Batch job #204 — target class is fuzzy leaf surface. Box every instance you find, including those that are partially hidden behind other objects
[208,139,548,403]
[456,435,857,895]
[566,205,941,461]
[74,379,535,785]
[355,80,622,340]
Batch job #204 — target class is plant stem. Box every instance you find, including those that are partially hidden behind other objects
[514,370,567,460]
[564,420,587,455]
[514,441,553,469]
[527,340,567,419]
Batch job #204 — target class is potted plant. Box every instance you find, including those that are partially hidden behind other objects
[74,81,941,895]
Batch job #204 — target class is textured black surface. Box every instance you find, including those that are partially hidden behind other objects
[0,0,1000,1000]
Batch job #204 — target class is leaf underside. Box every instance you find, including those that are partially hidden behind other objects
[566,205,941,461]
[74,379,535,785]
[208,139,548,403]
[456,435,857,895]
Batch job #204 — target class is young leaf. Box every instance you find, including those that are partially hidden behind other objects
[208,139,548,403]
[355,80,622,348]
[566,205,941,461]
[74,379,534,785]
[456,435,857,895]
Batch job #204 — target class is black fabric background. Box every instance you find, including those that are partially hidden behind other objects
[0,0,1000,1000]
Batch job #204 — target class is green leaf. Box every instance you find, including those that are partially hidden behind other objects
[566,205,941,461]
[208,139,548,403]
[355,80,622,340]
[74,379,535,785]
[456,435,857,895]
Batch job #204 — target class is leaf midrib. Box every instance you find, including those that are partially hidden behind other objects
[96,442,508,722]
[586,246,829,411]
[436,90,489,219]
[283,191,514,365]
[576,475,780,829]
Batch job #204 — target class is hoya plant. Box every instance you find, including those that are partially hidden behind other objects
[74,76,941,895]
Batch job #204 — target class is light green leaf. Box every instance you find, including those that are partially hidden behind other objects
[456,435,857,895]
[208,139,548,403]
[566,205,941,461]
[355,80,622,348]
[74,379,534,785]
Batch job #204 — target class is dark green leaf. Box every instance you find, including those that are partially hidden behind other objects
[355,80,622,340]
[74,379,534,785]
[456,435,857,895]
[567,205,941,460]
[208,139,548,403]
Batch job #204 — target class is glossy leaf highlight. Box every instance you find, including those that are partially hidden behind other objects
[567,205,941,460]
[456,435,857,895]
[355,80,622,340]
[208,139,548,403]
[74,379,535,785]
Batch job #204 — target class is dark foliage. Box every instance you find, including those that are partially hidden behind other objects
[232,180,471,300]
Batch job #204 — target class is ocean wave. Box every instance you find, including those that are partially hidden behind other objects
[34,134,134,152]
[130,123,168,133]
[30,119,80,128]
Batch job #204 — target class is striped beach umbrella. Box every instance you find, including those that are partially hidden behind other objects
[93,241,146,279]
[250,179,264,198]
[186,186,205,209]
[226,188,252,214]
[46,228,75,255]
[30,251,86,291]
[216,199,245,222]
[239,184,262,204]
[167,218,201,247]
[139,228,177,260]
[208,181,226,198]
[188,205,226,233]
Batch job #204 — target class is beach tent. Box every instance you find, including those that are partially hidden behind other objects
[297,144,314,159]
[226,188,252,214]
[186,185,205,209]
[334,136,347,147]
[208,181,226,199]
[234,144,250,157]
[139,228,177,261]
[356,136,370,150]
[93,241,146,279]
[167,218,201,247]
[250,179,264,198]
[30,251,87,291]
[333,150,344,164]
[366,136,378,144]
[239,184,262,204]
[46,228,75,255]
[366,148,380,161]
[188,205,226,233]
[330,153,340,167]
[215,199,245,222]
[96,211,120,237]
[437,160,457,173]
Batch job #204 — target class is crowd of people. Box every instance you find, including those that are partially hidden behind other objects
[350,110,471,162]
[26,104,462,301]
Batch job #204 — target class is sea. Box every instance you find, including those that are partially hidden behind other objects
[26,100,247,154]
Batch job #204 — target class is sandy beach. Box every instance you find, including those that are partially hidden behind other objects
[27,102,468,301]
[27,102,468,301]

- [Exercise aim] Please rewrite all the entries above, changing "target class" to "label" wherever it occurs and leaving everything else the same.

- [Response to this task]
Batch job #204 — label is fuzzy leaf surface. Box every instance you find, including those that are partially hidden behind other objects
[208,139,548,403]
[456,435,857,895]
[566,205,941,461]
[74,379,535,785]
[355,80,622,340]
Batch job #204 — label is plant stem. Box every instance you find, including those that are partially hidden behind other objects
[514,370,567,460]
[564,420,587,455]
[514,441,553,469]
[527,340,567,419]
Batch job #204 — label is potted plant. Box every instance you find, including those that are partially hidden behind other objects
[74,81,941,895]
Batch job #204 — label is textured black surface. Box every instance you find, including those that are partially hidden behind other objects
[0,0,1000,1000]
Batch job #204 — label is leaf underside. Box every instance you find, including those that are partially hidden behind other objects
[566,205,941,461]
[74,379,535,785]
[208,139,548,403]
[456,435,857,895]
Batch job #204 — label is young leaf. Box every instance you find, including those that are partially hidden behind other objects
[208,139,548,403]
[355,80,622,348]
[566,205,941,461]
[74,379,534,785]
[456,435,857,895]
Batch job #204 — label is black fabric background. Box every instance you find, including those that are partially hidden behind other objects
[0,0,1000,1000]
Batch job #204 — label is green leaf. Box every instance you find, including those that are partially hidden behind other objects
[566,205,941,461]
[208,139,548,403]
[355,80,622,340]
[74,379,535,785]
[456,435,857,895]
Batch job #204 — label is leaf midrib. Box every instance you find, including those that are partially hidden behind other objects
[96,442,508,722]
[586,246,829,411]
[436,90,489,219]
[283,191,514,365]
[576,475,780,829]
Batch job #204 — label is hoya plant. Box every instance you find, including those that are partially hidden behind other objects
[74,76,941,895]
Batch job #204 — label is light green leaf. Box every instance you find, including those that are partially hidden behind other objects
[456,435,857,895]
[208,139,548,403]
[566,205,941,461]
[355,80,622,348]
[74,379,534,785]
Batch job #204 — label is dark green leaf. Box every instance you find, including those that are partially hidden behind other objects
[355,80,622,340]
[74,379,534,785]
[456,435,857,895]
[567,205,941,460]
[208,139,548,403]
Batch job #204 — label is glossy leaf highlight. Box every instance you find, including those that are partially hidden behind other objects
[567,205,941,460]
[456,435,857,895]
[355,80,622,340]
[208,139,548,403]
[74,379,535,785]
Batch job #204 — label is dark foliage. Box every instance you find, including those that are partially hidden behind other objects
[232,180,471,300]
Batch job #204 — label is ocean wave. Box every instance you find, including those that are partially hidden behind other objects
[34,134,134,152]
[130,123,168,133]
[30,119,80,128]
Batch job #204 — label is striped beach umbrella. Box every instance you find, including those that are partially hidden behind other objects
[93,241,146,279]
[250,179,264,198]
[186,186,205,209]
[226,188,252,214]
[46,228,75,255]
[30,251,86,291]
[216,199,245,222]
[239,184,262,204]
[167,218,201,247]
[139,228,177,260]
[208,181,226,198]
[188,205,226,233]
Batch job #204 — label is beach tent. Box every instance you find, including those that are partially hidden behind other objects
[297,144,314,159]
[226,188,252,214]
[186,185,205,209]
[334,136,347,147]
[208,181,226,199]
[234,144,250,157]
[139,228,177,261]
[356,136,370,150]
[93,241,146,279]
[167,218,201,247]
[250,179,264,198]
[30,251,87,291]
[333,150,344,164]
[366,136,378,144]
[239,184,262,204]
[46,228,75,255]
[366,148,380,161]
[188,205,226,233]
[330,153,340,167]
[215,199,245,222]
[96,211,120,237]
[437,160,457,173]
Batch job #204 — label is crowd of people. Box every instance you find, including those that are partially hidden behind other objects
[350,110,471,162]
[26,104,462,301]
Batch job #204 — label is sea. Box every instance you find, including those that are partially hidden behind other objects
[26,100,247,154]
Batch job #204 — label is sandy beach. Box every instance you find, including those that are partially hidden behind other objects
[27,102,468,301]
[27,102,468,301]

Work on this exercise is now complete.